(GOALS):
1. List every lettered figure panel that the passage on narrow-pulse intracloud emissions refers to.
2. Resume the passage on narrow-pulse intracloud emissions, starting right after its final sentence.

Figure 6 shows data from a series of narrow-pulse intracloud emissions. The top two panels are spectrograms of relatively faint, narrow-pulse intracloud signals recorded from orthogonal antennas 2 (Figure 6a) and 1 (Figure 6b). Some of the pulses are ground reflections of other pulses. The spectrograms show the spectral density of the received electric field, displayed as the logarithm (base 10) of (V/m)2 per megahertz. These spectrograms indicate ionospheric dispersion and the presence of quasi-continuous wave carriers. The first analysis step is to correct for the dispersion and apply an identical carrier suppression filter to each of the two spectrograms and then to sum up the E2 over frequency and present the result versus time [Jacobson et al., 1999]. The latter is shown in Figure 6c, in which the colors are blue for antenna 1 and red for antenna 2. It is immediately obvious that the ratio of the two powers does not remain even approximately constant during the record.
 This is made clearer in Figure 7, which displays the 154 samples during which both antennas' signals exceed 20% of their respective maxima. (This selection compresses the data to include only the pulses and to exclude the “dead time” between pulses.) Figure 7a shows the power for primary antenna 1 (squares) and antenna 2 (triangles). Figure 7b shows the ratio of antenna 2 to antenna 1. Evidently, the power ratio is quite unstable during the succession of pulses in the record. Such data would not be suitable for use in power-ratio-based geolocation of storms. We point out that further analysis reveals that the intrinsic pulse widths of the constituent pulses in this record are small, around 1 μs.

Stored dataset items
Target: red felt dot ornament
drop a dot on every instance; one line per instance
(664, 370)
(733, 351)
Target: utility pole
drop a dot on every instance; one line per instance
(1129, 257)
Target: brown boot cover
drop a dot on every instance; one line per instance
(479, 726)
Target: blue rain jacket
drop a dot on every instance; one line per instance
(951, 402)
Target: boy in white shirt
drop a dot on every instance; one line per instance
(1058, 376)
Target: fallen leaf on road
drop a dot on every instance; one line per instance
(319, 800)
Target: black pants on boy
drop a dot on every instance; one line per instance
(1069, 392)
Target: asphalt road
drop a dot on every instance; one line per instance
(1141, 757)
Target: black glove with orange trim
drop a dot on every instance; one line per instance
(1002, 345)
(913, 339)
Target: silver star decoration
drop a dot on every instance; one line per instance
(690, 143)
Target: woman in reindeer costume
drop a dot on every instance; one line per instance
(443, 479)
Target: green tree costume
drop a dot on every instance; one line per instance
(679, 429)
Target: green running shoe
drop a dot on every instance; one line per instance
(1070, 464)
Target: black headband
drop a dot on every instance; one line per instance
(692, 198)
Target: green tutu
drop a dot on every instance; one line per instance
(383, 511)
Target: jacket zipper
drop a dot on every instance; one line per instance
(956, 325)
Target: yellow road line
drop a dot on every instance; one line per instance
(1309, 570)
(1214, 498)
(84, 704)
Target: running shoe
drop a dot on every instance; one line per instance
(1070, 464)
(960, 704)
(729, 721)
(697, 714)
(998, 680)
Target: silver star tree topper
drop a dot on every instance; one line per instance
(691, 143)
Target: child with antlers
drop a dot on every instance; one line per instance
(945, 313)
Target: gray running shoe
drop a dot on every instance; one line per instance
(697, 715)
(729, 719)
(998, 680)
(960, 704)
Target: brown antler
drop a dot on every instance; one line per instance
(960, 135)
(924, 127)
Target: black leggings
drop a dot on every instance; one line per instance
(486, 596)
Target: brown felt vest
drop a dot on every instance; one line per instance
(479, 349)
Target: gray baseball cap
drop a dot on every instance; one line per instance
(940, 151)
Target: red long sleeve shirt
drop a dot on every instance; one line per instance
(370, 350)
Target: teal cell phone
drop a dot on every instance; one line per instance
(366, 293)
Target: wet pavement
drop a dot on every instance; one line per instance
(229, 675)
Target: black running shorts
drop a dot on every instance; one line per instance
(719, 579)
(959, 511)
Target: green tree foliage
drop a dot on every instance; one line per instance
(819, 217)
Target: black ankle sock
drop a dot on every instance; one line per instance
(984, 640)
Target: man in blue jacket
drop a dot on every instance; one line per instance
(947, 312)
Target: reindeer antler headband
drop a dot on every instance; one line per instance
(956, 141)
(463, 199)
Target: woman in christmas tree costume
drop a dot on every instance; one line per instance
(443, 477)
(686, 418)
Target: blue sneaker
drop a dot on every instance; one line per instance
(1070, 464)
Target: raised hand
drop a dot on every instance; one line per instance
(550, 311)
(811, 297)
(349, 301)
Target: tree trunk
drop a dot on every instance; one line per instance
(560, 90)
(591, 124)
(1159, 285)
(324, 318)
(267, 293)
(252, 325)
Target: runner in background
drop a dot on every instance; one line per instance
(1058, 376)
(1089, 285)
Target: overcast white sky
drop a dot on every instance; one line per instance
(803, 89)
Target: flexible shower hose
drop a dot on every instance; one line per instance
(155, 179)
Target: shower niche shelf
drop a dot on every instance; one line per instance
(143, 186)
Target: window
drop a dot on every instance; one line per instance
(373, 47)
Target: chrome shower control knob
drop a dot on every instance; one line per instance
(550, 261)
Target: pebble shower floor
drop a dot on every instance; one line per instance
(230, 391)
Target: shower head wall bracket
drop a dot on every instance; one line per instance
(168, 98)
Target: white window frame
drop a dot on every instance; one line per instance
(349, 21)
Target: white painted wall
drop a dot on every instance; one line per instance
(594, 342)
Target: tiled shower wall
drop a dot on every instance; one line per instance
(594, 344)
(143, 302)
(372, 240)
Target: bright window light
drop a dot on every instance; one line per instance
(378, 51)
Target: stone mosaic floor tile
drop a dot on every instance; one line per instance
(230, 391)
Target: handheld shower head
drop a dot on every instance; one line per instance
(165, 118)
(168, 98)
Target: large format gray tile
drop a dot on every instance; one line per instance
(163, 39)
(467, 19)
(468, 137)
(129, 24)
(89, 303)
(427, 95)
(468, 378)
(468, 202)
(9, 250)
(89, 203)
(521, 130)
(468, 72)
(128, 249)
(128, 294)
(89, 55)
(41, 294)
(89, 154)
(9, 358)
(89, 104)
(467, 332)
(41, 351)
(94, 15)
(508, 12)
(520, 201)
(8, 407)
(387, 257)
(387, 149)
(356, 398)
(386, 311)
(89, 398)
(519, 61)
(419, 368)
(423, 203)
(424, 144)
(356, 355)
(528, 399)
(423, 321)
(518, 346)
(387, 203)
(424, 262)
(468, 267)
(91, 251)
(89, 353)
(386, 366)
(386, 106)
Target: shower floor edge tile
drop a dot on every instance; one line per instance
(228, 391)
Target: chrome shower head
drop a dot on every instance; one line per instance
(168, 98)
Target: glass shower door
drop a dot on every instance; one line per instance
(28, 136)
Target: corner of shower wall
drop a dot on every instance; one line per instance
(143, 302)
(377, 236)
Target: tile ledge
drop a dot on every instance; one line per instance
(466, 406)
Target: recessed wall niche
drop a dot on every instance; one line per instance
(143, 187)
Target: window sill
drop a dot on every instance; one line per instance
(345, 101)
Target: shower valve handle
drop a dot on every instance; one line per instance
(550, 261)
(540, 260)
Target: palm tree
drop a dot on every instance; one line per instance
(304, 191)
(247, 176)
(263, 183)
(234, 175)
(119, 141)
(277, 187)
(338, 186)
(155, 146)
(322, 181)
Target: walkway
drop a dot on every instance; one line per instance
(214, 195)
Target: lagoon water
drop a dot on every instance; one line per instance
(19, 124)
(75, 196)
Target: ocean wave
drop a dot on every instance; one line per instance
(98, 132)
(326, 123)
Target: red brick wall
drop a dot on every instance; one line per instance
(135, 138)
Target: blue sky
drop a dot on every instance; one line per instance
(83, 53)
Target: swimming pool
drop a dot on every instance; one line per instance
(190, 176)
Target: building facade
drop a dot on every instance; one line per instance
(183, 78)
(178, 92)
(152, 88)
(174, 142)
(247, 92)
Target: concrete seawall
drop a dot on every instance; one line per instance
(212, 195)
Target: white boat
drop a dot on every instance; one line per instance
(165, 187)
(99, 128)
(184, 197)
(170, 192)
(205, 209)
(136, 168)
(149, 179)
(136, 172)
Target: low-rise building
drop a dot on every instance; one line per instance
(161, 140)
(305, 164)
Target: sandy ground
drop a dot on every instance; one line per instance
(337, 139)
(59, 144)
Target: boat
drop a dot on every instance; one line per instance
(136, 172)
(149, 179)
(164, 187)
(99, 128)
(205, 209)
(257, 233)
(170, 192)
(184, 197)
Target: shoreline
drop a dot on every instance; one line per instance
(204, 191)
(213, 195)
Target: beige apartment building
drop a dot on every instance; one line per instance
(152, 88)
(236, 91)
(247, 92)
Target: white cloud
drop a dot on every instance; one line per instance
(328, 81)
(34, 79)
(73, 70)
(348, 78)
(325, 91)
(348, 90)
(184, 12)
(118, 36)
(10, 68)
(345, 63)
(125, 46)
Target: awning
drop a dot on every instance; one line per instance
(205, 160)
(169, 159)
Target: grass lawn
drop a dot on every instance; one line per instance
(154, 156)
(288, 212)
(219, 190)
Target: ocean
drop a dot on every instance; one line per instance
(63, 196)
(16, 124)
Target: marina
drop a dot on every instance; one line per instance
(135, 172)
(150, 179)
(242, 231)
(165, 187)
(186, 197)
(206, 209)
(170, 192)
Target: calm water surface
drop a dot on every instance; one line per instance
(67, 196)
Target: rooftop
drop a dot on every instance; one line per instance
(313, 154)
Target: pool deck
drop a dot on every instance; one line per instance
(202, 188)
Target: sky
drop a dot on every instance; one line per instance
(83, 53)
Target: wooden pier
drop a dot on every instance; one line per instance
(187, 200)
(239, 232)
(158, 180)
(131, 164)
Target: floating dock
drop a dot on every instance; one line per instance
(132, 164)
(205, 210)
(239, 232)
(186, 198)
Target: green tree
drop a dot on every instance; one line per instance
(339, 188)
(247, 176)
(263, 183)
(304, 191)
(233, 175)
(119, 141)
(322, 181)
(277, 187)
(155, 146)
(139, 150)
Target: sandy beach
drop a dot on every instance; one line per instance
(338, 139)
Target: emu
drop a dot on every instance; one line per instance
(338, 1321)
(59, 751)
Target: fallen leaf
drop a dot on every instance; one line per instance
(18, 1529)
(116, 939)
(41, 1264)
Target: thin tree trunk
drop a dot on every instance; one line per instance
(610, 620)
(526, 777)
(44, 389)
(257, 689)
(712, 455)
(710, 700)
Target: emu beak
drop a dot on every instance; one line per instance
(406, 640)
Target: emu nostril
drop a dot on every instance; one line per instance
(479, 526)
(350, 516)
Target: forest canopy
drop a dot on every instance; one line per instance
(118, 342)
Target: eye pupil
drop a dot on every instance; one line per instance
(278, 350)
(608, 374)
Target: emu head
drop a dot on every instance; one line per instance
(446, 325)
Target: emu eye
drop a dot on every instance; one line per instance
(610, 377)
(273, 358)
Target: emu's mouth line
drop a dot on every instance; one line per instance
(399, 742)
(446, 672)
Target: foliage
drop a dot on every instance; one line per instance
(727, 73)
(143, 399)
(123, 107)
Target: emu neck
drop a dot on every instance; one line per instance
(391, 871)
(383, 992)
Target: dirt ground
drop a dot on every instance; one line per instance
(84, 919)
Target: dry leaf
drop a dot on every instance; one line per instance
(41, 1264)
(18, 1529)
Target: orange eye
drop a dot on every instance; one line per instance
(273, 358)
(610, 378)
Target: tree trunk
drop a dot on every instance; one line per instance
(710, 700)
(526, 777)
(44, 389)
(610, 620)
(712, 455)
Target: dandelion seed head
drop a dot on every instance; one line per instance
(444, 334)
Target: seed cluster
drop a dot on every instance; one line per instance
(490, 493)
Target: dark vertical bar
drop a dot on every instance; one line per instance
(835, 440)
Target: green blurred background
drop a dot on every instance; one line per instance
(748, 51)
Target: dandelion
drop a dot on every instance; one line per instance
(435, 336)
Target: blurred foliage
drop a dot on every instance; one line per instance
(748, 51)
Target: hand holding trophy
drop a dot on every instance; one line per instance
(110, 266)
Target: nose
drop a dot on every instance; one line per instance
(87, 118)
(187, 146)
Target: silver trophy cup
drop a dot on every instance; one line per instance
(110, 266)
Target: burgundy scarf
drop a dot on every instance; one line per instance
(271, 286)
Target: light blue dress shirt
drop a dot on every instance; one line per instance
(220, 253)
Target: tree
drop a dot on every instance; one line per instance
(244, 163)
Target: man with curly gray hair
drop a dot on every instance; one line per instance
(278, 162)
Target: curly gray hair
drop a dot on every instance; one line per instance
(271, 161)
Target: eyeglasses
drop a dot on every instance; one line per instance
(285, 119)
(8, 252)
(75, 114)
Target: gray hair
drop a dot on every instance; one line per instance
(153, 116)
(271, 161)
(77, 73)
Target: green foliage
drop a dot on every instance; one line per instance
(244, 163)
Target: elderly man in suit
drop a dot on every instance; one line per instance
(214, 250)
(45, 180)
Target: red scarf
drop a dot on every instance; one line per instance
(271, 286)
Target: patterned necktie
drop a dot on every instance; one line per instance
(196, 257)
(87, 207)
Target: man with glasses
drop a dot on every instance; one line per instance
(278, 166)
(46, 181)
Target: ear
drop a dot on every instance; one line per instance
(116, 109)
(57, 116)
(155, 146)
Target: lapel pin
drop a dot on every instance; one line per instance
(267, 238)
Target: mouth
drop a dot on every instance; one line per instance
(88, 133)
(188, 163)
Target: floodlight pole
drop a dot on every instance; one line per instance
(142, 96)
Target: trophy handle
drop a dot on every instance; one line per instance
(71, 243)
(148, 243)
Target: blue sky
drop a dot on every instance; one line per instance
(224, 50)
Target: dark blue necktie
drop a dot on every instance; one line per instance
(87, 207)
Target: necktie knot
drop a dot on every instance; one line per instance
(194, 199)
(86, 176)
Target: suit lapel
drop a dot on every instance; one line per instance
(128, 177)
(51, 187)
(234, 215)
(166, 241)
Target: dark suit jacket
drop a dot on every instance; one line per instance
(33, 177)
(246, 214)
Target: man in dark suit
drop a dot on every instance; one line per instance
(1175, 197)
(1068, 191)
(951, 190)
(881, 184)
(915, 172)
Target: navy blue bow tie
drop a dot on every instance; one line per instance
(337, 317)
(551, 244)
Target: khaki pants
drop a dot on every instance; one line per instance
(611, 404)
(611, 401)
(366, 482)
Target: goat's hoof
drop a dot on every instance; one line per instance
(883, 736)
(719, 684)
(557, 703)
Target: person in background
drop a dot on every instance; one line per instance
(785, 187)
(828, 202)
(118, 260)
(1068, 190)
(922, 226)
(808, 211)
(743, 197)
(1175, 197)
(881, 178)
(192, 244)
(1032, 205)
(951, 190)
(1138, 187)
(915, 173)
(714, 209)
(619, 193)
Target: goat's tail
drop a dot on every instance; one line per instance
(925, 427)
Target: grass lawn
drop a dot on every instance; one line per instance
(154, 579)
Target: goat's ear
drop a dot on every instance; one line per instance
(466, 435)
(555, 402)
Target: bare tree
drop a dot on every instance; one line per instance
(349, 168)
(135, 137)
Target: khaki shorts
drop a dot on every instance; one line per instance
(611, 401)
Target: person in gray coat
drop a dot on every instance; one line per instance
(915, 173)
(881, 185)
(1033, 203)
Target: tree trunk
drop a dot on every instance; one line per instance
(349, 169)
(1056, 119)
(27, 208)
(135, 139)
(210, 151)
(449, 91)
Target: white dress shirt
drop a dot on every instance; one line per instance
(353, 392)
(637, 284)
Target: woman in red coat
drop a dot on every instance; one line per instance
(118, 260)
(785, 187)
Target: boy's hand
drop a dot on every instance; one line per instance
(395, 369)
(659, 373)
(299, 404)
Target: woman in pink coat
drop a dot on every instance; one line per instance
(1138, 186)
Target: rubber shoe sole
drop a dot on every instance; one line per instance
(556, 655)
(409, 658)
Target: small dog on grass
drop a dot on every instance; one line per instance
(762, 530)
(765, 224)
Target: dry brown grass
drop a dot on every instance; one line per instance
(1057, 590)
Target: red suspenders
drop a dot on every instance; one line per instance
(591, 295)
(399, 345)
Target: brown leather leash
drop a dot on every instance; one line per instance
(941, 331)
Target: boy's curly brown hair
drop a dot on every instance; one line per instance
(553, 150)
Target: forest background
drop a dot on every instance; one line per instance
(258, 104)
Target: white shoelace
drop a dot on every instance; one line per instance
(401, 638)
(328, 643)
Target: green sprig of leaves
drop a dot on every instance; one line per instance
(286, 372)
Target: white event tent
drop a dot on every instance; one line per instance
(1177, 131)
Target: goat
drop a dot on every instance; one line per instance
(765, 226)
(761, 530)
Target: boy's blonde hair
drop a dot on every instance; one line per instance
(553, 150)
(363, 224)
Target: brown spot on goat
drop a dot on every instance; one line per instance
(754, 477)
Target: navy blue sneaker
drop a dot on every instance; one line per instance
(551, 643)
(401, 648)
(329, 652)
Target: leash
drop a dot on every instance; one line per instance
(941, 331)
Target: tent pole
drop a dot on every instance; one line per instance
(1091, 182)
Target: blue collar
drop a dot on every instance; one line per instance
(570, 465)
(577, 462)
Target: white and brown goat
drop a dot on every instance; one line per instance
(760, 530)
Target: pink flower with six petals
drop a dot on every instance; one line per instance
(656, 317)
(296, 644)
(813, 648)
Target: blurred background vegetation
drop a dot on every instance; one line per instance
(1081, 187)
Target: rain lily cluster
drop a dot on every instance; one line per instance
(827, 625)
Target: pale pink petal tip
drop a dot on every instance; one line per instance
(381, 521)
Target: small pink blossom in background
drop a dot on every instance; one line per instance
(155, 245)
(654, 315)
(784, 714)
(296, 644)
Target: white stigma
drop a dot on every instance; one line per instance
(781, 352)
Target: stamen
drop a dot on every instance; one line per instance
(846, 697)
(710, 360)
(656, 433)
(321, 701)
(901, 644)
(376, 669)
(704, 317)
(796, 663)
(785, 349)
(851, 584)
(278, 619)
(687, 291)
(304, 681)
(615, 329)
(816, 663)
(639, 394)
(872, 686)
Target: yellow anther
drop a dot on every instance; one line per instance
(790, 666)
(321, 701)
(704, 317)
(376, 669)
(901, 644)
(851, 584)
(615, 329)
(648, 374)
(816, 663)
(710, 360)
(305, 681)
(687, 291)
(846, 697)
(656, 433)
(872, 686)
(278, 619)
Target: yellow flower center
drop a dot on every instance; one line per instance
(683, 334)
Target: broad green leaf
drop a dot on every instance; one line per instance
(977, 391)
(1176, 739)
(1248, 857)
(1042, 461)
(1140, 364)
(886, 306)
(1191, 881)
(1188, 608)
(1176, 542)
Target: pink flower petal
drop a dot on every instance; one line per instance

(OUTPUTS FOR THE TASKS):
1. Figure 6a, Figure 6b, Figure 6c, Figure 7a, Figure 7b

2.
Figure 8 is analogous to Figure 6 and shows data for a pulse pair. The constituent pulses have widths on the order of 5 μs, fivefold wider than in the previous example of Figure 6. Figure 9 shows E2 versus time for both antennas (Figure 9a) and the A2/A1 power ratio versus time (Figure 9b), for the selected 96 samples in which both antennas' signals exceed 20% of their respective maxima. Compared to the previous example, the power ratio is relatively stable (though not perfectly constant) during the duration of the pulses. Evidently, the case of Figure 8 (and Figure 9) contains emissions that are more suitable for power ratio geolocation, relative to the previous case of Figure 6 (and Figure 7).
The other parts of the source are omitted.